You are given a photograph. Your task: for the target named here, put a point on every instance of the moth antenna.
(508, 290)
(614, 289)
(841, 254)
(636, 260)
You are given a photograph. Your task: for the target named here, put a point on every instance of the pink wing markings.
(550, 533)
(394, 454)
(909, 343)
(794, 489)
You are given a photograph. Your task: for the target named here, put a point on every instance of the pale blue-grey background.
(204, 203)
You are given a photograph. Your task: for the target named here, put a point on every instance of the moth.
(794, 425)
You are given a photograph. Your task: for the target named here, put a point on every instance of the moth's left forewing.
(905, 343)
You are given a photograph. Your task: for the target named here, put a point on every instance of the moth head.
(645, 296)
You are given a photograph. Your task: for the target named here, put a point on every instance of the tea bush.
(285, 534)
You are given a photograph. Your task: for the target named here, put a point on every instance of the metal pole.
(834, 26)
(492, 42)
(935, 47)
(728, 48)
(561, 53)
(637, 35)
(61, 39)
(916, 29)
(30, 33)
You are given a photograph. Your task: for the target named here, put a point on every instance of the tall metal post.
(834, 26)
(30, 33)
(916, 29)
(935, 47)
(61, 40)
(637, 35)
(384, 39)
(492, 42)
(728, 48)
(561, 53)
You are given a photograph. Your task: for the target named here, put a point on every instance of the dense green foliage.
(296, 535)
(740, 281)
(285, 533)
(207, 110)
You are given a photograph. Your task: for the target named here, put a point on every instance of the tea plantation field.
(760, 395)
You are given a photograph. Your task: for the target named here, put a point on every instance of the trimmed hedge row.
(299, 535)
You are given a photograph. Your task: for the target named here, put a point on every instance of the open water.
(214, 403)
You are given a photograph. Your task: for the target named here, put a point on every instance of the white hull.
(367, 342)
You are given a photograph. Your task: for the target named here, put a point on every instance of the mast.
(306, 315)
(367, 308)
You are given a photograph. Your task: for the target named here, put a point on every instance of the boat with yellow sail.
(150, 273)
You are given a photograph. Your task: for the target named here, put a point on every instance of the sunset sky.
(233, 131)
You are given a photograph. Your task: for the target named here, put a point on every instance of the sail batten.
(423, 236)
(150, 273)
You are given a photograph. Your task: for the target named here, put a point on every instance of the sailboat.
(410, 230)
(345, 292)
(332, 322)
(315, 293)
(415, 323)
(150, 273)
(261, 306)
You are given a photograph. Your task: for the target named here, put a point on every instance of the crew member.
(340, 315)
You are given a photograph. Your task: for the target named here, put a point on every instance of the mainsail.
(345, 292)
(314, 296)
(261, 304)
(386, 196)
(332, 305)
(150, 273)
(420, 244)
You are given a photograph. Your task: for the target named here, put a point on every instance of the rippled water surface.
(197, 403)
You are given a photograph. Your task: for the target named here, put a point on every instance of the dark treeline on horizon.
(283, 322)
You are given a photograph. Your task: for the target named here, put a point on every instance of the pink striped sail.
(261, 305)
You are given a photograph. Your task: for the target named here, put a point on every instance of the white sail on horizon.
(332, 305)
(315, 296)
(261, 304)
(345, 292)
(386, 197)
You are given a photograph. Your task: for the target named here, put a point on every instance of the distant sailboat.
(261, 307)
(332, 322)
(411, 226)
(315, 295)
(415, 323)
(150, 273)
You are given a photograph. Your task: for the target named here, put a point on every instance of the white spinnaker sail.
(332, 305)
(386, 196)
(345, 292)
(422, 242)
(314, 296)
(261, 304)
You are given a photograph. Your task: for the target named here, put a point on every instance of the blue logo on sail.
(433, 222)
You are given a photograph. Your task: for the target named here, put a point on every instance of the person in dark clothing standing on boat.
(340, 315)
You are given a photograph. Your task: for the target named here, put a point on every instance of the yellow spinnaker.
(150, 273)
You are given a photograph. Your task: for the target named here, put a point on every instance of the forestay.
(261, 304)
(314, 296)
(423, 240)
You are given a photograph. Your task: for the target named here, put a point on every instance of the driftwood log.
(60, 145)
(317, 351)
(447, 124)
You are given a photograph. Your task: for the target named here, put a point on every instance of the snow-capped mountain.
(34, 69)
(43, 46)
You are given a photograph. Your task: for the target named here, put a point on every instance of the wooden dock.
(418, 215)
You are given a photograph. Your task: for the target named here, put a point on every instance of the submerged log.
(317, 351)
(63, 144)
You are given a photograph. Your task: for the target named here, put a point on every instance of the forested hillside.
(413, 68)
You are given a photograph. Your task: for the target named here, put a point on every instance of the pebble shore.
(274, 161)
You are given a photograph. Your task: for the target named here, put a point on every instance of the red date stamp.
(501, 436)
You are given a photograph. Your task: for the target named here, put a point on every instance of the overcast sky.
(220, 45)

- _What you need to do_
Each line of the listing has to be reproduced exactly.

- _Result for this exercise_
You are given a photograph. Your task: for the target named here, put a point on every instance of the moth antenna.
(508, 290)
(614, 289)
(841, 254)
(636, 260)
You are given a photograph. Your task: for the target named here, put a point on every instance of the pink wing markings.
(550, 533)
(394, 454)
(909, 343)
(794, 489)
You are given a photograph. Your task: for the target named here, put a point on every instance of the pale blue-grey background.
(204, 203)
You are given a photograph. Your task: for the target named here, put a point on every instance of the moth.
(794, 425)
You are given a photograph. Your task: for the target named here, put a point on every instance of the moth's left forewing.
(905, 343)
You are given a photograph. Your task: for the target named here, put a point on every instance of the moth head.
(645, 296)
You are given a photograph. Your task: for the target named here, put a point on every instance of the tea bush.
(285, 534)
You are given a photograph. Your task: for the target named here, put a point on every instance of the metal pole.
(834, 26)
(492, 42)
(935, 47)
(728, 48)
(561, 53)
(637, 35)
(61, 39)
(916, 29)
(30, 33)
You are given a photograph. Your task: for the target named here, put a point on every instance of the tall metal post.
(834, 26)
(30, 33)
(916, 29)
(935, 47)
(61, 40)
(637, 35)
(384, 39)
(492, 42)
(728, 48)
(561, 53)
You are given a photograph. Your task: for the target named here, put a point on every instance of the dense green foliage.
(296, 535)
(740, 281)
(285, 533)
(207, 110)
You are given a photograph. Your task: for the target named here, put a point on every instance of the tea plantation field.
(760, 395)
You are given a photograph. Your task: for the target named here, put a point on every instance of the trimmed hedge row.
(299, 535)
You are given a photograph. Your task: for the target named here, put a point on every instance of the open water.
(214, 403)
You are given a photograph. Your task: for the target named here, put a point on every instance of the white hull.
(367, 342)
You are given a photograph. Your task: for the target named here, put a point on every instance of the mast.
(306, 315)
(367, 308)
You are given a photograph. Your task: for the target named here, put a point on every instance of the boat with yellow sail.
(150, 273)
You are given a photograph. Your task: for the target named here, put a point on every instance of the sunset sky.
(233, 131)
You are given a photograph. Your task: for the target named here, put a point on every instance of the sail batten.
(423, 236)
(150, 273)
You are given a photograph. Your task: for the target named here, put a point on every instance of the sailboat.
(410, 230)
(345, 292)
(332, 322)
(315, 293)
(415, 323)
(150, 273)
(261, 306)
You are given a photograph. Your task: for the target named here, put a point on every instance of the crew member.
(340, 315)
You are given a photograph. Your task: for the target named here, put a point on every instance of the mainsail.
(345, 292)
(314, 296)
(261, 304)
(386, 196)
(332, 305)
(150, 273)
(420, 244)
You are given a photograph. Your task: for the target named here, put a point on every instance of the rippled water surface.
(197, 403)
You are given a photograph. Your task: for the target named here, put a point on every instance of the dark treeline on horizon.
(283, 322)
You are given a photograph. Your task: for the target named here, put a point on every instance of the pink striped sail.
(261, 305)
You are given a photograph. Your task: for the target named here, put a point on every instance of the white sail on horizon.
(332, 305)
(315, 296)
(261, 304)
(345, 292)
(386, 197)
You are given a photograph. Your task: for the target named here, put a point on every instance of the distant sailboat.
(261, 307)
(332, 322)
(411, 226)
(315, 295)
(415, 323)
(150, 273)
You are given a photograph. Your task: for the target named here, put a point on every instance of the white spinnaker sail.
(332, 305)
(386, 196)
(345, 292)
(422, 242)
(314, 296)
(261, 304)
You are given a photograph. Your task: for the target named here, put a point on every instance of the blue logo on sail.
(433, 222)
You are given a photograph. Your task: for the target named here, put a point on every instance of the person in dark clothing standing on boat.
(340, 315)
You are given a photograph. Your task: for the target named here, put a point on every instance of the yellow spinnaker.
(150, 273)
You are given a photograph. Your task: for the target named here, put a point on every instance of the forestay.
(261, 304)
(314, 296)
(423, 240)
You are given a photograph. Your task: for the target named here, put a point on every instance of the driftwood log.
(60, 145)
(317, 351)
(447, 124)
You are given a photograph. Your task: for the target named here, put a point on every instance of the snow-capped mountain.
(34, 69)
(43, 46)
You are given a photograph. Your task: for the target named here, put a point on every instance of the wooden dock.
(418, 215)
You are given a photograph. Your task: for the target named here, put a point on every instance of the submerged log.
(317, 351)
(63, 144)
You are given a photograph. Your task: for the target named here, put a point on every instance of the forested hillside.
(413, 68)
You are given a photograph. Your task: for the target named here, put a point on every instance of the pebble shore.
(274, 161)
You are given a photograph. Your task: for the target named here, put a point on every instance of the red date stamp.
(501, 436)
You are given a photograph. Your task: for the target named here, put a point on every instance of the overcast sky.
(220, 45)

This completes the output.